L’allarme viene dato il giorno stesso della scomparsa, martedì 7 ottobre 2025, dopo che Vendramin non si presenta né in azienda, né a casa per pranzo e cena. Con i colleghi aveva parlato il giorno prima, rivelando che quel martedì mattina si sarebbe dovuto sottoporre a una visita specialistica per un mal di pancia che da qualche giorno non passava.

Il 7 ottobre, però, Vendramin non si vede né al lavoro né all’appuntamento con il medico. L’ipotesi che fosse seriamente spaventato da quel dolore viene rilanciata dalla sorella Elena: “Era preoccupato che potesse trattarsi di qualcosa di grave. Abbiamo perso il nostro papà un anno fa, Matteo è un ragazzo sensibile e sta attraversando un momento complicato”.

L’auto viene trovata a Rua di Feletto, e nessuno sa perché quella mattina Matteo abbia deciso di andare proprio lì. Non c’è nulla, a Rua, che in apparenza possa averlo attirato. Sì, qualche mese fa aveva portato il suo cane Flick da una dog sitter che lavora nel Felettano. Ma non c’è altro. I documenti non sono nell’auto, Matteo li ha con sé. Le immagini lo riprendono sempre da solo: l’ipotesi è quella di un allontanamento volontario o di un incidente.

Le prime ricerche e l’area

Rua di Feletto è un paese piccolo, 900 abitanti, il problema è che è circondato da una campagna sterminata. Magari fosse solo terra di vigneti. Ci sono ettari ed ettari di boschi, spesso non curati, e a ottobre tutti gli alberi hanno ancora le foglie: fosse successo qualcosa a Matteo, la vegetazione renderebbe assai complicato scorgere un corpo. E infatti è quello che succede: le ricerche partono subito e si muovono centinaia di persone, dalla protezione civile ai vigili del fuoco, ma l’area da coprire è proibitiva.

> [MATERIALE FORNITO]:
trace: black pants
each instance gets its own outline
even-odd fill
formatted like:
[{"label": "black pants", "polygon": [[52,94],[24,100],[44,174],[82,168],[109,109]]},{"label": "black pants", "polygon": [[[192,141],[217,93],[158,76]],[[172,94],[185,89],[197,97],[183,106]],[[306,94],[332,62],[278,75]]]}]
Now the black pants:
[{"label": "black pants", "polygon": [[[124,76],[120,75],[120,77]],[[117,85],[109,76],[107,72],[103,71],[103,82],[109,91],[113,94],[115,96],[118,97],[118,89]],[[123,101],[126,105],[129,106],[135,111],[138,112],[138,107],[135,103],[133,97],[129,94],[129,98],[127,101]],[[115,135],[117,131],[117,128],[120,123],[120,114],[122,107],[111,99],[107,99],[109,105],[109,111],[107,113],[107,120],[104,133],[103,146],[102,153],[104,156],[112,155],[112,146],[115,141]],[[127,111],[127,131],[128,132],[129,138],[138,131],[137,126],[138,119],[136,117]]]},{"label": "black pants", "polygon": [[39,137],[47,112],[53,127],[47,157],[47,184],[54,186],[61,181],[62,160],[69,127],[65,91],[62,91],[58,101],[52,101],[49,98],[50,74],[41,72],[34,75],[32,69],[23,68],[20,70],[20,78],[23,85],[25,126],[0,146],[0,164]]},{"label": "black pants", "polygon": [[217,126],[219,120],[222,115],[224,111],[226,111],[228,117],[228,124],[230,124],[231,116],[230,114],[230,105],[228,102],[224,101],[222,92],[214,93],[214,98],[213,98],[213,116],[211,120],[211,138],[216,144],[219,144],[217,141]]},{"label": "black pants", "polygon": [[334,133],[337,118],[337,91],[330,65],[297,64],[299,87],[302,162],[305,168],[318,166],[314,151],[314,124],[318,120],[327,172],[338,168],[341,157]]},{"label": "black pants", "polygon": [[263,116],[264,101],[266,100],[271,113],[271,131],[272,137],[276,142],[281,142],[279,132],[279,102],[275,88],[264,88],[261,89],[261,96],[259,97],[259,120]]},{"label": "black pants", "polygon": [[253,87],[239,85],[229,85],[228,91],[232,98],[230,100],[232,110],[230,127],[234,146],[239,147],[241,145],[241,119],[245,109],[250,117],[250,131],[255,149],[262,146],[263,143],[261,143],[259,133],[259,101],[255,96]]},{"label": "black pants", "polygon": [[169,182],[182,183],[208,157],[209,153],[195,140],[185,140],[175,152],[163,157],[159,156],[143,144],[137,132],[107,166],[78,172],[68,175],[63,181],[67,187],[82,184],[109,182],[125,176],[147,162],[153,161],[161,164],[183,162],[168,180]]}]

> [DOMANDE SUL MATERIALE]:
**a.** Elenca tutti i nomi propri di persone, animali e luoghi che compaiono nel testo.
**b.** Rispondi a queste domande sul testo:
(i) Quanti abitanti ha Rua di Feletto?
(ii) Per quale disturbo Vendramin doveva andare dal medico quel martedì mattina?
(iii) Quanto tempo fa è morto il padre, secondo la sorella?
**c.** Ricopia dal testo il brano che va da "L’allarme viene dato" fino a "giorno non passava.", compreso.
Le righe non hanno alcun legame con il testo.

> [SOLUZIONI]:
**a.** Vendramin, Matteo, Elena, Flick, Rua di Feletto (anche solo Rua), Felettano

**b.**
(i) 900 abitanti.
(ii) Per un mal di pancia che da qualche giorno non passava.
(iii) Un anno fa.

**c.**
L’allarme viene dato il giorno stesso della scomparsa, martedì 7 ottobre 2025, dopo che Vendramin non si presenta né in azienda, né a casa per pranzo e cena. Con i colleghi aveva parlato il giorno prima, rivelando che quel martedì mattina si sarebbe dovuto sottoporre a una visita specialistica per un mal di pancia che da qualche giorno non passava.